REQUIRED WORK:
1: According to the conference account, what did the registration cost?
2: Pull out every line of the entries that contains the word "wood".

SELECTION:
The Business of Software 2009 - A Joel On Software Conference was held in San Francisco from November 9th to 11th. I attended it for the first time even though this is the third iteration of the conference. I have been trying to get to it for the last couple of years. It is not a technical conference, which is normally the type of conference I attend for the last couple of decades. Nope, this conference was for the other half of my job, running a software development company. As much as I love designing, programming and developing solutions for my customers, I have a second role as the president of a growing company. I also love doing things like sales, marketing, hiring good people, sub-contracting, accounting, invoicing, and numerous other tasks I bundle under the term: "administrivia." This conference was more about the administrivia side of my job than the technical.

The conference was not inexpensive like a code camp, SQL Saturday, or even a regional conference like Southwest Fox. In fact the registration cost me US$1695 (early-bird saved me $300), flight was US$400, and the hotel was US$275 a night. All said and done, I spent close to US$3000 to attend. So why would I spend this much money on a conference? The marketing was simple in an email from the conference organizer Neil Davidson (founder and president of Red Gate - makers of SQL Server and .NET developer tools):
  1. It'll pay back for itself many times over. You'll come out with ideas and practical advice that will change the way you run your business.
  2. You'll meet hundreds of like-minded people. Running a business, or a team, can be lonely as well as hard. At BoS2009 you'll meet loads of people in the same boat as you. You'll be inspired, but also challenged and reassured.
  3. It will give you perspective. Two days in San Francisco, out of the office, will give you a much-needed perspective on the things that really count. It's amazing what you can get out of a bit of breathing space away from the daily routine.

DATA SUPPLIED:
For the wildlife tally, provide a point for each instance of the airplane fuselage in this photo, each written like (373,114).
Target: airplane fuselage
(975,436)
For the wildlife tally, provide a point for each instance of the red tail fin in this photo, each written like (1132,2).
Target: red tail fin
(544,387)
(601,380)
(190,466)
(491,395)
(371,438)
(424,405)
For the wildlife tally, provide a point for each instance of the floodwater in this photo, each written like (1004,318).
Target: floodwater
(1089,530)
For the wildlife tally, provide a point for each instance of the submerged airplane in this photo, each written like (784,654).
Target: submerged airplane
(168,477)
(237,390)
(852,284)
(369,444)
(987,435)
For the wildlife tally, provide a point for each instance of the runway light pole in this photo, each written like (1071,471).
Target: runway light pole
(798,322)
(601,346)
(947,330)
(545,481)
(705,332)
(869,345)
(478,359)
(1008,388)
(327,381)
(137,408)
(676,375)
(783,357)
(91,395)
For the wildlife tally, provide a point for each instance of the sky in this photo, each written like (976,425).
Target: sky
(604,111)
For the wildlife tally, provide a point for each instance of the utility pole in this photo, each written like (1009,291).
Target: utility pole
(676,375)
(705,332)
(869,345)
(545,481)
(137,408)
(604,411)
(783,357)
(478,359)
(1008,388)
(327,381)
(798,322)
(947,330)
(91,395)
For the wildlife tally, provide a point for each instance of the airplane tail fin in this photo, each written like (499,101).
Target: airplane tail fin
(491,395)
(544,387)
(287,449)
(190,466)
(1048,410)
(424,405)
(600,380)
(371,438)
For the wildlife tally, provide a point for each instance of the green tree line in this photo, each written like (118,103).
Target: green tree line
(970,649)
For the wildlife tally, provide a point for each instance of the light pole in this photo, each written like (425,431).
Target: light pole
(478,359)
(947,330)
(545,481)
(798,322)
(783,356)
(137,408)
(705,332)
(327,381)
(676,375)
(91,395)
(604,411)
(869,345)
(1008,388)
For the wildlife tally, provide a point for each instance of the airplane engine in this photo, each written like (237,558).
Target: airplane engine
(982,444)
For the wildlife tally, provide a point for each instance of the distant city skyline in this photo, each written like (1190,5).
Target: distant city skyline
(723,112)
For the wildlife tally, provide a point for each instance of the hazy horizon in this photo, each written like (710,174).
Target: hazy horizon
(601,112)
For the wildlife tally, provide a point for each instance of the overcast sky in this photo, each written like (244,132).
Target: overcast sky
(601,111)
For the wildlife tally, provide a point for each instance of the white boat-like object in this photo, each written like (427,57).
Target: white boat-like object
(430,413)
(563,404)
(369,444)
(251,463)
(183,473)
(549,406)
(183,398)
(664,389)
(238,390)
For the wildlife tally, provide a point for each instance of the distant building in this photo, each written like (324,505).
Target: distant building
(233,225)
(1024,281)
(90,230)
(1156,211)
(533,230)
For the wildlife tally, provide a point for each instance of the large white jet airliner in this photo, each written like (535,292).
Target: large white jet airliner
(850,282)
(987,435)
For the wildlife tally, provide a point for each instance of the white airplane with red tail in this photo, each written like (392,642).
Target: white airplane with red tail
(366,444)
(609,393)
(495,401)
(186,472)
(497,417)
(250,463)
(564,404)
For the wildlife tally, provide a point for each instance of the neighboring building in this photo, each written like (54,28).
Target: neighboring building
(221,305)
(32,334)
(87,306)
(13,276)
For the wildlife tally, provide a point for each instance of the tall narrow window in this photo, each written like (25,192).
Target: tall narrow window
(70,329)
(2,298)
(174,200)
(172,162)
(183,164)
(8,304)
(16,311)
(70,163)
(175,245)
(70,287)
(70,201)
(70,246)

==

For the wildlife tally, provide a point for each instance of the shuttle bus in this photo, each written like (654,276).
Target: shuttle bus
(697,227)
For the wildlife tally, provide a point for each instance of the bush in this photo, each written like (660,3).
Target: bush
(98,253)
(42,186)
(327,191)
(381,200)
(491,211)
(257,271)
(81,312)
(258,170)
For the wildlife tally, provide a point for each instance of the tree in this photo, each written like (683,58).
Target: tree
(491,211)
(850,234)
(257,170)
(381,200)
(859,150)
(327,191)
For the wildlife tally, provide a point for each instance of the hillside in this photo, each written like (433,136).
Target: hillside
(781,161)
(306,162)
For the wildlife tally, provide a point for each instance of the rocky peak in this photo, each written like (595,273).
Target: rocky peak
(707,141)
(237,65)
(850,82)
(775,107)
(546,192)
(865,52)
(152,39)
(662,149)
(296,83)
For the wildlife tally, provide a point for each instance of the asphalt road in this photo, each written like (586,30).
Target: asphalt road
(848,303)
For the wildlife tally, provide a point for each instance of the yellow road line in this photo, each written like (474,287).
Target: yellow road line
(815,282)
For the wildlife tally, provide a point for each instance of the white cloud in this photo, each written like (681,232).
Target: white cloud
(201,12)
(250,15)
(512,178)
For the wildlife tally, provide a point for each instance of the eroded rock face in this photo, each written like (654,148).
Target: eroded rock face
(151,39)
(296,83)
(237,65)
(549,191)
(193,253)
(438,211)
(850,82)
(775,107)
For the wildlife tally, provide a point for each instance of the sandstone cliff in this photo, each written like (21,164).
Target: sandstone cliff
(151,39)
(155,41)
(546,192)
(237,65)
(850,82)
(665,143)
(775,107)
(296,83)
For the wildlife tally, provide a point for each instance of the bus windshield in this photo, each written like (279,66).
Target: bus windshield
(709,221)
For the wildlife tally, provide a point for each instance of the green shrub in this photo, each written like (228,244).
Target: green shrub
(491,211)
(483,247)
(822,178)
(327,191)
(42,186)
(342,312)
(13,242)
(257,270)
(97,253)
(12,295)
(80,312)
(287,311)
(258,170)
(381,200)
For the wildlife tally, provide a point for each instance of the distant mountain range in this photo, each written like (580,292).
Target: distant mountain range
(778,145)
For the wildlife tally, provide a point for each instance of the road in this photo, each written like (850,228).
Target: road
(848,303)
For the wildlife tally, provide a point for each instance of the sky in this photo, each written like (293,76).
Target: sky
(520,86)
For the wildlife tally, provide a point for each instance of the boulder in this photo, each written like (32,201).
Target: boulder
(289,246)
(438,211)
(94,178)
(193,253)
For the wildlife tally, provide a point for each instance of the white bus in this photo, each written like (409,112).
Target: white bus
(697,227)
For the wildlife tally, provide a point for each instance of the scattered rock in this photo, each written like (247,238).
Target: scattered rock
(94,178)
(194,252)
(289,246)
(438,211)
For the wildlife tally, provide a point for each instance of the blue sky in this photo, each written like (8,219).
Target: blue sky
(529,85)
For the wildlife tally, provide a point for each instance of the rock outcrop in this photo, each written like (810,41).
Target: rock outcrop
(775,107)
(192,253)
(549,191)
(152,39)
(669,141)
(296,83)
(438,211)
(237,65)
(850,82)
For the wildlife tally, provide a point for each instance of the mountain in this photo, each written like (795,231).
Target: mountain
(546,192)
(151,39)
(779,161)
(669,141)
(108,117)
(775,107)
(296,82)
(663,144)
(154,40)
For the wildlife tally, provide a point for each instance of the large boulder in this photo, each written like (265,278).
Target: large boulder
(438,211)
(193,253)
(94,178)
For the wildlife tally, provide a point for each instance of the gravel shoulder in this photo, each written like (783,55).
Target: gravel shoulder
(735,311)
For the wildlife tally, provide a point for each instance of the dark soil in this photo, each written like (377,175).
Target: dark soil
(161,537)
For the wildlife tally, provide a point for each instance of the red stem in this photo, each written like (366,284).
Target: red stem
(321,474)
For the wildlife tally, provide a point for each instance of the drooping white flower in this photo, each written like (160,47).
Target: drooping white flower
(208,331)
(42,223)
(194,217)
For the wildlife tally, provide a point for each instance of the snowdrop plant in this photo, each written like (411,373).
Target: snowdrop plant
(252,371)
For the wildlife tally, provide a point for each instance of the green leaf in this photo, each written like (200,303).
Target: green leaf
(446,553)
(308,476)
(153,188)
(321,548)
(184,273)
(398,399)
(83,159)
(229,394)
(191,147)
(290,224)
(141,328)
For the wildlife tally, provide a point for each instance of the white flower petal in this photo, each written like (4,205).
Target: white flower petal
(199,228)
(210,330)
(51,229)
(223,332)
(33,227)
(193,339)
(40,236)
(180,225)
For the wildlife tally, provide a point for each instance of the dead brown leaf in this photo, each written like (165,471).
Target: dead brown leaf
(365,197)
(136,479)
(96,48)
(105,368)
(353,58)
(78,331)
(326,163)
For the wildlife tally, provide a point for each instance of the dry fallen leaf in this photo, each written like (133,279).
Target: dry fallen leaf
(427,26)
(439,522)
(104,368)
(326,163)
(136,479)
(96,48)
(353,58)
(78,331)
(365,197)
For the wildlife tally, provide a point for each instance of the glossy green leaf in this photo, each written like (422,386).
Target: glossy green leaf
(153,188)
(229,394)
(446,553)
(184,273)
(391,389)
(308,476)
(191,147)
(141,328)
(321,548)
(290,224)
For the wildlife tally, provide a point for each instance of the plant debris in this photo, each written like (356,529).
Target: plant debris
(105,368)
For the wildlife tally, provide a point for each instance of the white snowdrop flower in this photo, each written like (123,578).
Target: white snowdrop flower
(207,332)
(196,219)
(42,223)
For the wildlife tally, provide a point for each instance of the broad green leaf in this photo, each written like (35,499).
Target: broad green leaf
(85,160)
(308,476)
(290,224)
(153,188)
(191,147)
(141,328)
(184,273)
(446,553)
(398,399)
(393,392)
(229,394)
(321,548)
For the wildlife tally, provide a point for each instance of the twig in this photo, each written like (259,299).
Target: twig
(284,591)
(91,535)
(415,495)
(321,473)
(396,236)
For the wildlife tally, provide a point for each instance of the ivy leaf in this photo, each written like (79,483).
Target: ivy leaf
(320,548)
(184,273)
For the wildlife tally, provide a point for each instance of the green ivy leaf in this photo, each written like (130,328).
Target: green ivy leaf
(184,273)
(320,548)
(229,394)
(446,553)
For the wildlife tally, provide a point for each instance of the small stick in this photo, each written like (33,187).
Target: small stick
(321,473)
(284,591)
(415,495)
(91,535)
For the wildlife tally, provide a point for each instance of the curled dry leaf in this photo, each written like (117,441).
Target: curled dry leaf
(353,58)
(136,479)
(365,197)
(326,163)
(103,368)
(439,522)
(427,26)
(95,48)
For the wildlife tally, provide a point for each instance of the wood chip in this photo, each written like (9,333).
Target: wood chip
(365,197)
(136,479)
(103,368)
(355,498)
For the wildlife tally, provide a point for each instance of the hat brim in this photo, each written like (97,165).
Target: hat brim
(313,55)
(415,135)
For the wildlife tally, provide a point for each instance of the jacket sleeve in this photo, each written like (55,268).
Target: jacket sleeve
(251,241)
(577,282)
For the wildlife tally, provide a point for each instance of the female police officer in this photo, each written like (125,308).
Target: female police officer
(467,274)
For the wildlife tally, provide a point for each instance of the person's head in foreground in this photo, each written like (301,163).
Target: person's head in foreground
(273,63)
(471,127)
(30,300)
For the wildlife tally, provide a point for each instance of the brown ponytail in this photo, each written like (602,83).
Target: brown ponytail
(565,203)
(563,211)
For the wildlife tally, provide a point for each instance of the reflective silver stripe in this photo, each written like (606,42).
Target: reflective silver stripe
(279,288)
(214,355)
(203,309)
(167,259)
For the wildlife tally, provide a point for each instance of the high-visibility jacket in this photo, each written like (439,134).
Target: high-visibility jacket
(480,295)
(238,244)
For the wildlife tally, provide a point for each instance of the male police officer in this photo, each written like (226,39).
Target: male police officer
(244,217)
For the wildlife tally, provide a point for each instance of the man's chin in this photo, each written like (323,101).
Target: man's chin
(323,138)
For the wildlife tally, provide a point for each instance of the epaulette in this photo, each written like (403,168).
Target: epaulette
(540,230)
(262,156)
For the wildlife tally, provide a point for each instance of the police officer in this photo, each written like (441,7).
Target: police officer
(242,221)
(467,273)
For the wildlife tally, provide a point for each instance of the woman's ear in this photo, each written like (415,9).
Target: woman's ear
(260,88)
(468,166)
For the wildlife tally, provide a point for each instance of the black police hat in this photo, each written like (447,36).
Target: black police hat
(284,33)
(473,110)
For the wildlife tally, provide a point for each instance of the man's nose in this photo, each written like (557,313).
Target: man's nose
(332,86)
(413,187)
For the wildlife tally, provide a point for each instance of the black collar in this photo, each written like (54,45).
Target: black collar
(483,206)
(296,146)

TASK RESULTS:
1: US$1695

2:
For the wildlife tally, provide a point for each instance of the wood chip in this photo, each written like (9,333).
Target: wood chip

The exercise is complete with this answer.